■ **What to produce**
Transcribe exactly the line that contains "# point: dark" and every line below it in the listing, through the last, and no other lines.

■ **Extracted information**
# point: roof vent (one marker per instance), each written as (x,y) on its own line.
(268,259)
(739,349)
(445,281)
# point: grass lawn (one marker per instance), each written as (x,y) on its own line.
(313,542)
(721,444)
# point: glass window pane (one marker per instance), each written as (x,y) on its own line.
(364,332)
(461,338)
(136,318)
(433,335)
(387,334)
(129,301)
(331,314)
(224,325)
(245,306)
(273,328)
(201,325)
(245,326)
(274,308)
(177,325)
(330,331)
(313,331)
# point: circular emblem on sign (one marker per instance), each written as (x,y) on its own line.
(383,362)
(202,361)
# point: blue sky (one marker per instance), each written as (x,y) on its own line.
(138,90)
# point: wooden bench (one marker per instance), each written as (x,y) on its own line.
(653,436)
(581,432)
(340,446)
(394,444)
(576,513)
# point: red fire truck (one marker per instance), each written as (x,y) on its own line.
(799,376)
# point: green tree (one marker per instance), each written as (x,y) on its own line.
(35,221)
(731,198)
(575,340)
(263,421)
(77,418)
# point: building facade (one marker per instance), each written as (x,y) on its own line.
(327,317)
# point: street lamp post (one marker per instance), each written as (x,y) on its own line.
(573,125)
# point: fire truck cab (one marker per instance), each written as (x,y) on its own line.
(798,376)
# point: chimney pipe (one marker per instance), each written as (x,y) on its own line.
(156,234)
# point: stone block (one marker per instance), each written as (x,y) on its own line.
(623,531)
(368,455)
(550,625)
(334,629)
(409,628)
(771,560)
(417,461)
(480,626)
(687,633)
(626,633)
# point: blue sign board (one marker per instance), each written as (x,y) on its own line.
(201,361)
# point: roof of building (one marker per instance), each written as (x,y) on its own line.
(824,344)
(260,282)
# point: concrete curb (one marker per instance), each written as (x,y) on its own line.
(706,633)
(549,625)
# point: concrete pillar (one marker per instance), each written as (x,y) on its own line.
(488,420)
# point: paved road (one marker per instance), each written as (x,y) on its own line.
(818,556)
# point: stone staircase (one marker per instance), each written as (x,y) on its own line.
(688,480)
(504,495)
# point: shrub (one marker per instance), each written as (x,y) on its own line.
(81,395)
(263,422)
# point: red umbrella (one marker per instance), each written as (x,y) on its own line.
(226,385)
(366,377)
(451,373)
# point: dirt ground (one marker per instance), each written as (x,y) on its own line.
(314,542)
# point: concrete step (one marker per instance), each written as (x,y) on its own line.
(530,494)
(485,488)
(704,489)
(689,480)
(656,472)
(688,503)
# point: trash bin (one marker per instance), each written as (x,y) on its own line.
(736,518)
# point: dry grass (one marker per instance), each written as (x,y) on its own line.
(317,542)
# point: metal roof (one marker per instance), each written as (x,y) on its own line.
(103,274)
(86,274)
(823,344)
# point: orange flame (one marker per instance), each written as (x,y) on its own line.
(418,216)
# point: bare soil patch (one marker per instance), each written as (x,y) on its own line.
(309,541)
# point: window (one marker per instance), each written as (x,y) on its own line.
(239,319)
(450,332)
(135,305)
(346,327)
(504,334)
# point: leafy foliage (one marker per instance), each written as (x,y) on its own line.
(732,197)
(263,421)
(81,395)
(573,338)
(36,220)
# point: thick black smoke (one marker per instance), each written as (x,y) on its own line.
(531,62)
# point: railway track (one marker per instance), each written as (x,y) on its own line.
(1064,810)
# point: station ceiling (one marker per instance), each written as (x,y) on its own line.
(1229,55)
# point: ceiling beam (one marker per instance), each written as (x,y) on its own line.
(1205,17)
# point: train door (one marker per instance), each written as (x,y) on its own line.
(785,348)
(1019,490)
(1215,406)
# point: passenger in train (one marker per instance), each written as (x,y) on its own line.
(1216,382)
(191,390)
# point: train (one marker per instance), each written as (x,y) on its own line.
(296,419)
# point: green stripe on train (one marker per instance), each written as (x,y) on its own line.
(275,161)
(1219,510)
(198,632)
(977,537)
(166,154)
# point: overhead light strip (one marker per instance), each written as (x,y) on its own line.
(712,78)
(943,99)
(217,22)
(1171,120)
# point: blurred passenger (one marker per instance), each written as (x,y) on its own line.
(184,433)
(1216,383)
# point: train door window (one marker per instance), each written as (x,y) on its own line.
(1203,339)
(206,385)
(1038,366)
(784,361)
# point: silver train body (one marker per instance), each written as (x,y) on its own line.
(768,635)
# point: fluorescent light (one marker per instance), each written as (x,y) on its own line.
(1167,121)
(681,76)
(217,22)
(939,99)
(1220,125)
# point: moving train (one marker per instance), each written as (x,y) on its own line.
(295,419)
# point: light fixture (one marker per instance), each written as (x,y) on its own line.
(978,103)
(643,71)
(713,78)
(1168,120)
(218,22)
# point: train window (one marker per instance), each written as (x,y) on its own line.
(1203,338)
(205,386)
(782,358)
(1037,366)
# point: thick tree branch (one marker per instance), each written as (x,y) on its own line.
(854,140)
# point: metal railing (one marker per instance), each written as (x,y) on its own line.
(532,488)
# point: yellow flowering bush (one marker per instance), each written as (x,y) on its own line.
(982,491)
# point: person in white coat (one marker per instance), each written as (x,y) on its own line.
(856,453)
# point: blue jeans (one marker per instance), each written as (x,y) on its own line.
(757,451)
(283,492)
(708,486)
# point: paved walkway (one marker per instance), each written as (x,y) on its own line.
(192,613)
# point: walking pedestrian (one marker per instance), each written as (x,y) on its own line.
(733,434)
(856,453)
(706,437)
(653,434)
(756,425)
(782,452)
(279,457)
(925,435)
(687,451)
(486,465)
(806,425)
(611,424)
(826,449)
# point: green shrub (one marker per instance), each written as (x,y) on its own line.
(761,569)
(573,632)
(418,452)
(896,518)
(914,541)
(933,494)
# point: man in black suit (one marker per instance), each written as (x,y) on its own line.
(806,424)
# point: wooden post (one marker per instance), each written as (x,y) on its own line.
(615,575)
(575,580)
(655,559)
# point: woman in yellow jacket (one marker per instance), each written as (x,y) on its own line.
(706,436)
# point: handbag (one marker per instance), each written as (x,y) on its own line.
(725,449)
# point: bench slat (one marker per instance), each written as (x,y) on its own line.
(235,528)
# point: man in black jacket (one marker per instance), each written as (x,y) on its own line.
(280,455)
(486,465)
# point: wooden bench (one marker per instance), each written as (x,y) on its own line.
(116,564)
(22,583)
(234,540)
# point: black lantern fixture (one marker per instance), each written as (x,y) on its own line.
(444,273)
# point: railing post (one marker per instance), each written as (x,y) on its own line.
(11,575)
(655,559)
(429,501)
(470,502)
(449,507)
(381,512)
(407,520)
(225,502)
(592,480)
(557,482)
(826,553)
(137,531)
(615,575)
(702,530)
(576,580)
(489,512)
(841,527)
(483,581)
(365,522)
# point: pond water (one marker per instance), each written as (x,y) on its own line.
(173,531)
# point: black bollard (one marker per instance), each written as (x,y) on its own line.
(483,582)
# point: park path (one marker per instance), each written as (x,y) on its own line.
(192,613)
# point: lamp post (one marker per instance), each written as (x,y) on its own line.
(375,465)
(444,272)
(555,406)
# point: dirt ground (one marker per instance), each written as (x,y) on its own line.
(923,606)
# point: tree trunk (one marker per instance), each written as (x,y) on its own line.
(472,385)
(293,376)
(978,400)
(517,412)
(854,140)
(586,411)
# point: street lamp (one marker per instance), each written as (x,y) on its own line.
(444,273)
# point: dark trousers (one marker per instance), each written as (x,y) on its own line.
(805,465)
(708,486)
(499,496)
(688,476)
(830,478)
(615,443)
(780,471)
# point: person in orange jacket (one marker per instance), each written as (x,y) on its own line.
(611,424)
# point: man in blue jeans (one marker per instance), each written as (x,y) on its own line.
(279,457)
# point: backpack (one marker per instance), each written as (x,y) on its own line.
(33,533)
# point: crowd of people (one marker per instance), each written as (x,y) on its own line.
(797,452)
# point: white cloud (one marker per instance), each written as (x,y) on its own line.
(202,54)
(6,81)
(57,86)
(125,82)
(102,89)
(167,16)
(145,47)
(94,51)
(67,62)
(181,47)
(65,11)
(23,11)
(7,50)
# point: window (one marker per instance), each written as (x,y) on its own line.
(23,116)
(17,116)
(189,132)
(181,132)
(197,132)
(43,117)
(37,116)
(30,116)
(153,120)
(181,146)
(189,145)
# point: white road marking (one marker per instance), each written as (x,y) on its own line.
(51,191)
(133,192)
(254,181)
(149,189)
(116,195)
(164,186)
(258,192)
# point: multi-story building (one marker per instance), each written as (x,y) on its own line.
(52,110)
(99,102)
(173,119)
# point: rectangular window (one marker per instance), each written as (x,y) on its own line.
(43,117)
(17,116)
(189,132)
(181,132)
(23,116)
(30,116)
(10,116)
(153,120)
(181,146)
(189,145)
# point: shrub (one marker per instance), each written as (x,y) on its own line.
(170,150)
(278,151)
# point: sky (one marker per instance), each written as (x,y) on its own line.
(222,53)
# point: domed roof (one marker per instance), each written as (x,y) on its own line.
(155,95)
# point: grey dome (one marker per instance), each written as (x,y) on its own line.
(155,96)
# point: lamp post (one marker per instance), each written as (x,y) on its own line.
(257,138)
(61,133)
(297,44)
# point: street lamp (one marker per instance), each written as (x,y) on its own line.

■ **Written answer**
# point: dark trousers (one marker per instance), each written as (x,y) on its own line.
(805,465)
(708,486)
(499,496)
(688,476)
(830,478)
(615,443)
(780,471)
# point: person in orange jacket (one marker per instance), each written as (x,y) on its own line.
(611,424)
# point: man in blue jeans (one marker per instance), each written as (x,y) on its own line.
(279,457)
# point: backpack (one marker per instance), each written as (x,y) on its own line.
(33,533)
# point: crowd of people (one marker per instance), each written as (x,y) on its own line.
(797,452)
# point: white cloud (one marker per instance), each written as (x,y) on its own line.
(202,54)
(6,81)
(57,86)
(125,82)
(102,89)
(167,16)
(145,47)
(94,51)
(67,62)
(181,47)
(65,11)
(23,11)
(7,50)
# point: window (one marker per instance), each written as (x,y) on its own line.
(23,116)
(17,116)
(189,132)
(181,132)
(197,132)
(43,117)
(37,116)
(30,116)
(153,120)
(181,146)
(189,145)
# point: white road marking (one marker per instance), each written as (x,y) on its own line.
(51,191)
(133,192)
(254,181)
(149,189)
(116,195)
(164,186)
(258,192)
# point: multi-story building (one marker per instance), each written as (x,y) on its own line.
(52,110)
(99,102)
(173,119)
# point: rectangular window (one marker per instance), each written as (x,y) on its own line.
(43,117)
(17,116)
(189,132)
(181,132)
(23,116)
(30,116)
(10,116)
(153,120)
(181,146)
(189,145)
# point: shrub (one marker per instance), each written as (x,y) on its own line.
(170,150)
(278,151)
# point: sky (one marker per instance), each written as (x,y) on its own line.
(222,53)
# point: domed roof (one marker per instance), each written as (x,y) on its own line.
(155,95)
# point: grey dome (one marker per instance), each written as (x,y) on its own line.
(155,96)
# point: lamp post (one marker per instance), each written as (x,y) on its own line.
(257,138)
(61,133)
(297,44)
# point: street lamp (one marker per instance), each written as (x,y) on its own line.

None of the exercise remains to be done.